Copy every item below word for word, leaving each line unchanged.

* * * * * * *

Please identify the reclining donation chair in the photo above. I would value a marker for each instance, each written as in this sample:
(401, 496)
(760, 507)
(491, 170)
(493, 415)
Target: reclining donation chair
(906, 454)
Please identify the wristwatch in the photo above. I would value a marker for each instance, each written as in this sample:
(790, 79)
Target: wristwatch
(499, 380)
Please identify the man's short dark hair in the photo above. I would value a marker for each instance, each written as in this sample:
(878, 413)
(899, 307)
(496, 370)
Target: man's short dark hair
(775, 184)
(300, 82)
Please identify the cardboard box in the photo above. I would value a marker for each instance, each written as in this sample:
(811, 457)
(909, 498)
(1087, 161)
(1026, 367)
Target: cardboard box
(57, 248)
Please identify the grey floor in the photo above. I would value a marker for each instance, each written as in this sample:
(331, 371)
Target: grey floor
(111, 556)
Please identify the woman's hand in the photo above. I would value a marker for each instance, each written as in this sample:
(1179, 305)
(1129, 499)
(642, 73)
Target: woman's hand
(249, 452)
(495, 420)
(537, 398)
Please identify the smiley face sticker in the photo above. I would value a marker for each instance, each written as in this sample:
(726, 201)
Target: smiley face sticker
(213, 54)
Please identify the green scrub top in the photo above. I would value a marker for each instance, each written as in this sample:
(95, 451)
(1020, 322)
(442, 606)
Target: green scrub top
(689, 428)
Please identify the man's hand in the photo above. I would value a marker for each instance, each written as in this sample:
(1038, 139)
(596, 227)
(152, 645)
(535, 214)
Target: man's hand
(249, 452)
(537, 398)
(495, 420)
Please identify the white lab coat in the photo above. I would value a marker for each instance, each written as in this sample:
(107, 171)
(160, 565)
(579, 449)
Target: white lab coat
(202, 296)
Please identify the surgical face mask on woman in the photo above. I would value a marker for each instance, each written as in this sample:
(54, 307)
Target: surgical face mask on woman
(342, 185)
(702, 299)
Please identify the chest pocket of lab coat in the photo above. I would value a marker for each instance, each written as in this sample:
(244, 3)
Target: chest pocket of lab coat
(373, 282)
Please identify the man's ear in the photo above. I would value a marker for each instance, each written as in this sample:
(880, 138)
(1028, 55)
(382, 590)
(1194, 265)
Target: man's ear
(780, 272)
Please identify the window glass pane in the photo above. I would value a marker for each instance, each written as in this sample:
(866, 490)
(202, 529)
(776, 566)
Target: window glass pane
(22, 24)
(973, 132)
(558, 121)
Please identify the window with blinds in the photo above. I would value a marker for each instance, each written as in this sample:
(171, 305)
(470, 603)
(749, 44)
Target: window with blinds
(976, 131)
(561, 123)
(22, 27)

* * * * * * *

▶ [Written solution]
Please identify the reclining donation chair in the photo above. I would value a marker for each instance, each written as in this sample:
(401, 496)
(760, 507)
(491, 170)
(493, 415)
Target: reclining donation chair
(906, 454)
Please identify the wristwatch in the photo above. I would value a marker for each instance, each written as in this sample:
(790, 79)
Target: wristwatch
(499, 380)
Please identify the man's short dark hair in the photo above. I would value a marker for each instance, each written as in this sample:
(878, 413)
(899, 307)
(496, 370)
Target: man's short dark hair
(775, 184)
(300, 82)
Please identify the cardboard box in the photo above. I would value a marker for each instance, each written as in this sample:
(811, 457)
(909, 498)
(1087, 161)
(1026, 367)
Target: cardboard box
(57, 248)
Please identify the grey floor in the photo above. I would value a marker for each instance, each written as in this sample:
(331, 371)
Target: grey floor
(111, 556)
Please identify the woman's hand in the photo above. I would value a marker for each instance, each written as in this sample:
(1179, 305)
(1129, 499)
(642, 73)
Target: woman's hand
(249, 452)
(495, 420)
(537, 398)
Please identify the smiley face sticker in the photo above. I would value a marker for each instance, each written as in this sample:
(726, 201)
Target: smiley face sticker
(213, 54)
Please identify the green scrub top in the photo above. I would value a marker for each instance, each written as in this sample:
(95, 451)
(1020, 322)
(442, 606)
Target: green scrub top
(689, 428)
Please identify the man's hand in the photo above. I would value a marker for each instance, each written as in this sample:
(1038, 139)
(596, 227)
(152, 645)
(535, 214)
Target: man's hand
(249, 452)
(537, 398)
(495, 420)
Please identify the white lab coat in the photo above. I would value a marker for each instance, each written as in this sample:
(107, 171)
(160, 565)
(579, 449)
Target: white lab coat
(202, 296)
Please identify the surgical face mask on woman in the photo above. I would value a marker for each instance, each written as in this sample:
(54, 307)
Target: surgical face mask on woman
(342, 185)
(702, 299)
Please identify the chest pocket of lab coat in the photo above. I would value a marker for each instance, each written as in this sample:
(244, 3)
Target: chest pocket of lab coat
(373, 282)
Please identify the man's ear in the photo above. I would value a marker for each instance, each written as in this sample:
(880, 138)
(1028, 55)
(382, 590)
(1194, 265)
Target: man's ear
(780, 272)
Please identify the window glass pane in the photo above. I would value a marker for each instance, each written as in this sample:
(866, 490)
(202, 529)
(776, 566)
Target: window glass pane
(22, 24)
(973, 132)
(558, 121)
Please identify the window with blinds in the photo above. I would value a marker for each instance, each written as in this sample:
(171, 305)
(470, 603)
(749, 44)
Target: window with blinds
(976, 131)
(561, 123)
(22, 27)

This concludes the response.